=== ZU LESENDER AUSZUG ===

-- -- --

Zum Hauptinhalt springen

Angst nach neuen Unruhen in Nordirland

Von WZ-Korrespondent Peter Nonnenmacher

Politik

Mehr als 300 Notrufe in einer Nacht läuteten die jährliche brisante Feier des protestantischen Orangisten-Ordens ein.


Hinweis: Der Inhalt dieser Seite wurde vor 6 Jahren in der Wiener Zeitung veröffentlicht. Hier geht's zu unseren neuen Inhalten.

Belfast. Schwere Unruhen in Nordirland haben diese Woche neue Angst um den Frieden in der britischen Provinz geweckt. Vielerorts kam es zu Krawallen und zu gewalttätigen Ausschreitungen. Autos und Busse wurden in Brand gesetzt und hunderte von Benzinbomben auf Feuerwehrleute und Polizisten geschleudert. Besorgt riefen die fünf größten Parteien Nordirlands in einem gemeinsamen Appell zur Ruhe auf.

Einer der schlimmsten Vorfälle, der an die finstere Zeit der blutigen "Troubles" erinnerte, ereignete sich im Städtchen Newtownards, wo sich maskierte Männer eines Busses bemächtigten, der mit Passagieren unterwegs war. Die Maskierten fuchtelten mit Schusswaffen herum. Keiner wurde verletzt, aber der Bus ging später in Flammen auf. Anderswo wurde eine Rohrbombe entdeckt.

Über 300 Notrufe verzeichnete die nordirische Feuerwehr allein in der Nacht auf Donnerstag - um ein Viertel mehr als in derselben Nacht des Vorjahres. In dieser Nacht, Nordirlands traditioneller "Bonfire Night", befand sich die ganze Provinz im Alarmzustand.

Die turmhohen Scheiterhaufen, die militante Protestanten zu dieser Zeit immer entzünden, leiten den "Zwölften Juli" ein, an dem Nordirlands Orangisten-Orden ihre großen Triumphparaden in der Provinz abhalten. Die jährlichen Feiern gelten der Erinnerung an den Sieg des Oranier-Königs William über Irlands Katholiken im Jahr 1690 am River Boyne.

Größere Scheiterhaufen

Dieses Jahr war die Lage zusätzlich brisant, weil einige Scheiterhaufen größer waren denn je - und Anwohner um die Sicherheit ihrer Häuser fürchteten. Ein Gerichtsentscheid, demzufolge die betreffenden "Bonfires" reduziert werden mussten, führte zum Einsatz der Polizei. Das löste Empörung auf (protestantisch) loyalistischer Seite aus.

Die alte Ulster Volonteer Force (UVF) drohte etwa den Ordnungshütern mit Widerstand und mit Gewaltaktionen. UVF-Leute errichteten Straßensperren, setzen Autoreifen in Brand und entwendeten Fahrzeuge, um sie abzufackeln. Passagiere im Belfaster City-Flughafen fanden sich zeitweise im Flughafen-Gebäude eingesperrt. Auch die Zufahrtsstraße zum Ulster Hospital in Dundonald war vorübergehend blockiert.

-- -- --

=== AUFGABENSTELLUNG ===
Wie viele Notrufe verzeichnete die nordirische Feuerwehr laut dem Bericht über die Unruhen in Nordirland allein in der Nacht auf Donnerstag? Die nachstehenden Zeilen stammen aus einer anderen Quelle.

(Datenauszüge)
-- -- --

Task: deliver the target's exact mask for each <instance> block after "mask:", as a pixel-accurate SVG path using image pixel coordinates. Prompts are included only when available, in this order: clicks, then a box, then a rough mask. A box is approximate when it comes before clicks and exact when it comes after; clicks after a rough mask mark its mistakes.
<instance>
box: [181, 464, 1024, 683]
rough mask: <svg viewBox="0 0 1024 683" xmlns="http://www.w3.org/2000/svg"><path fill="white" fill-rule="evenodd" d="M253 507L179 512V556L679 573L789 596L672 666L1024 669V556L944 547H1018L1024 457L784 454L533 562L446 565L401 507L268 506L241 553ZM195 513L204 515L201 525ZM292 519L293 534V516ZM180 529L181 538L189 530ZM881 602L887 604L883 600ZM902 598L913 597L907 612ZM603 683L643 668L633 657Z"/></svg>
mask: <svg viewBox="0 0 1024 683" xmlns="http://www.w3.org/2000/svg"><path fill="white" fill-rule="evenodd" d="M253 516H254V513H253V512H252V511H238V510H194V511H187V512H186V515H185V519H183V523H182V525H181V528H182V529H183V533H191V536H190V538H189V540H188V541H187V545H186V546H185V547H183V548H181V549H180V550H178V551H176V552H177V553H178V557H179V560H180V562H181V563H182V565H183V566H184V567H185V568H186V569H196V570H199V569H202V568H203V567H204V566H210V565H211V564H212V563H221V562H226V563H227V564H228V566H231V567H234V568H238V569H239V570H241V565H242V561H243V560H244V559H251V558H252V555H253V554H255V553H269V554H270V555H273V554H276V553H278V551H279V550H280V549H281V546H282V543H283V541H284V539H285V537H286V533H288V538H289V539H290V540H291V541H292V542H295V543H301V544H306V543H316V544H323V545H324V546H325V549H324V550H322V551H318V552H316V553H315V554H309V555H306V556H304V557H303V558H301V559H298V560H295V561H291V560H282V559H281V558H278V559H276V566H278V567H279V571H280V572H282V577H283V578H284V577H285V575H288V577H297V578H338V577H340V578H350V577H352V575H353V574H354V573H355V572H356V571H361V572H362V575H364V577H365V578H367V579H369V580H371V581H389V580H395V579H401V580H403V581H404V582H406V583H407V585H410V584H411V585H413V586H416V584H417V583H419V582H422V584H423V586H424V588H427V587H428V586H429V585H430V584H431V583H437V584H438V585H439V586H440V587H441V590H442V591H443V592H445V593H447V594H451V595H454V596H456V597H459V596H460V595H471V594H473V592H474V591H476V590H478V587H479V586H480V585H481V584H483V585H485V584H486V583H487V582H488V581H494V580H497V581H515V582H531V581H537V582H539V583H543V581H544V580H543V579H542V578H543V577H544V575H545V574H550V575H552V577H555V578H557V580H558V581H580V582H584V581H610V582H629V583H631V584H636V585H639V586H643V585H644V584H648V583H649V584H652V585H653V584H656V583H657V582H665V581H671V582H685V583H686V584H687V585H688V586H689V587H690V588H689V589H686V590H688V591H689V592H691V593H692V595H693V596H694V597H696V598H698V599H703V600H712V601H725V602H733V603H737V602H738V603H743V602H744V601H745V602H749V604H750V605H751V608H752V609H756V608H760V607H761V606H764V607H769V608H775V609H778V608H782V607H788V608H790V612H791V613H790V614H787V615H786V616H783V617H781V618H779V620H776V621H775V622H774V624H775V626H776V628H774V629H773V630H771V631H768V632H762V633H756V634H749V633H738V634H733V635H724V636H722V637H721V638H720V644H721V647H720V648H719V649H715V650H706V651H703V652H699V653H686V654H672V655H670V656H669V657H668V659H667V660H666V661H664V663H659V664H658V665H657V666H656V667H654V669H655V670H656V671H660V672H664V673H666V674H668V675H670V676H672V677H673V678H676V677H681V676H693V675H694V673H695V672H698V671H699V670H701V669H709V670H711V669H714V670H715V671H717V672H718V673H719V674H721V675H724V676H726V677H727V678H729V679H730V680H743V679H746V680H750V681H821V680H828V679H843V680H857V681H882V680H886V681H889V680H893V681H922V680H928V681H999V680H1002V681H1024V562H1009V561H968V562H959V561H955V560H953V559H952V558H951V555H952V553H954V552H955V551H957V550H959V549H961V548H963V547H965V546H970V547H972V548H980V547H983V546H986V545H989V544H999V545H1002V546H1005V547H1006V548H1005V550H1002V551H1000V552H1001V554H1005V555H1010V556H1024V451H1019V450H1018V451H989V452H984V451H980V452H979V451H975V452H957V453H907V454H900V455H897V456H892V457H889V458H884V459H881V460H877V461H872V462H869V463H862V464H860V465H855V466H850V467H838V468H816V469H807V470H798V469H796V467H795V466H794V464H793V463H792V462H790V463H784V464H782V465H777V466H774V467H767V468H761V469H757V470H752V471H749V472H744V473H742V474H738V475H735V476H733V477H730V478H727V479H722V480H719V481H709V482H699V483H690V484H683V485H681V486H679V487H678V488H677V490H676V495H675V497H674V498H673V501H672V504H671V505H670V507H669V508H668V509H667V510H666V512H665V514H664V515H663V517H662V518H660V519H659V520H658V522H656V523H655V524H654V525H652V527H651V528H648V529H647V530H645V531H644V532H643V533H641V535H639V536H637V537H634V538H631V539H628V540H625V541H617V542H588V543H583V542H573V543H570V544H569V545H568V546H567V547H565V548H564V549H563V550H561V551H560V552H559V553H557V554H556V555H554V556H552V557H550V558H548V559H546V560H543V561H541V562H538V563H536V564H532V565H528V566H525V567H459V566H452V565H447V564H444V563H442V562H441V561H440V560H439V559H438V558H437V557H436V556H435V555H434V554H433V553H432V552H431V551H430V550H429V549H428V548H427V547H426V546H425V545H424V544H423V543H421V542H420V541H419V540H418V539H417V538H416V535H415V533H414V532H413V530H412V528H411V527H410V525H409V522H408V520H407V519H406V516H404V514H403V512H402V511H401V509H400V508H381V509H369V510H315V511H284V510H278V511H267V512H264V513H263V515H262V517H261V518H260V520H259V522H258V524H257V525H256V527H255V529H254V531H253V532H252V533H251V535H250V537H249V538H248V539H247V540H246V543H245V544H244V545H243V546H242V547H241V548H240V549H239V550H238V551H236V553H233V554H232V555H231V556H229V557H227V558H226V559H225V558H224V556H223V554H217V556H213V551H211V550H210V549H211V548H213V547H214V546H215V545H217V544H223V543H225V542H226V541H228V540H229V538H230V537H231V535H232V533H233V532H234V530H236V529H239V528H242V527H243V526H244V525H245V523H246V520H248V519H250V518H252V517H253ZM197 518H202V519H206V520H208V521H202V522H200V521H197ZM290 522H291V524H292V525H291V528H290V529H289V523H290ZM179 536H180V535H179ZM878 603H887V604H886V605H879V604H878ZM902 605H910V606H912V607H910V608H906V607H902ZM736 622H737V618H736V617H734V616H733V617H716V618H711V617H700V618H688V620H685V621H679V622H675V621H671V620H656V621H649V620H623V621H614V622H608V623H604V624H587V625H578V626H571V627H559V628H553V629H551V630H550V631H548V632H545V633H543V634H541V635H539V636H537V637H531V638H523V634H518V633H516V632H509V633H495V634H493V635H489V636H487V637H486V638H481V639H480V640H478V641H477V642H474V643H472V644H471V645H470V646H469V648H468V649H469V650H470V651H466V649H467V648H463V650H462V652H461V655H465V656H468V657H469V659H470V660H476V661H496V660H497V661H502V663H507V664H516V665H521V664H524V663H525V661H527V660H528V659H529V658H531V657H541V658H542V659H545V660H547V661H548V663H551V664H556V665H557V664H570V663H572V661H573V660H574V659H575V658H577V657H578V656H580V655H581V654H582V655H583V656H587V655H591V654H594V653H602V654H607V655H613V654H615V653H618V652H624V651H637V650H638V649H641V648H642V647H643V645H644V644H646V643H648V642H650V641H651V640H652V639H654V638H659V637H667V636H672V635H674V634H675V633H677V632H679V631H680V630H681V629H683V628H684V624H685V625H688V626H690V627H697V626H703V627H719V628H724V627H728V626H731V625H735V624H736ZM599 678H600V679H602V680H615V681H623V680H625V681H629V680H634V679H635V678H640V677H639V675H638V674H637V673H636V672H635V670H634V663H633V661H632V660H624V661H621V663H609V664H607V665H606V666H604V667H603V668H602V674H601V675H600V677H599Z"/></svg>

-- -- --

=== ERWARTETE ANTWORT ===
Über 300 Notrufe.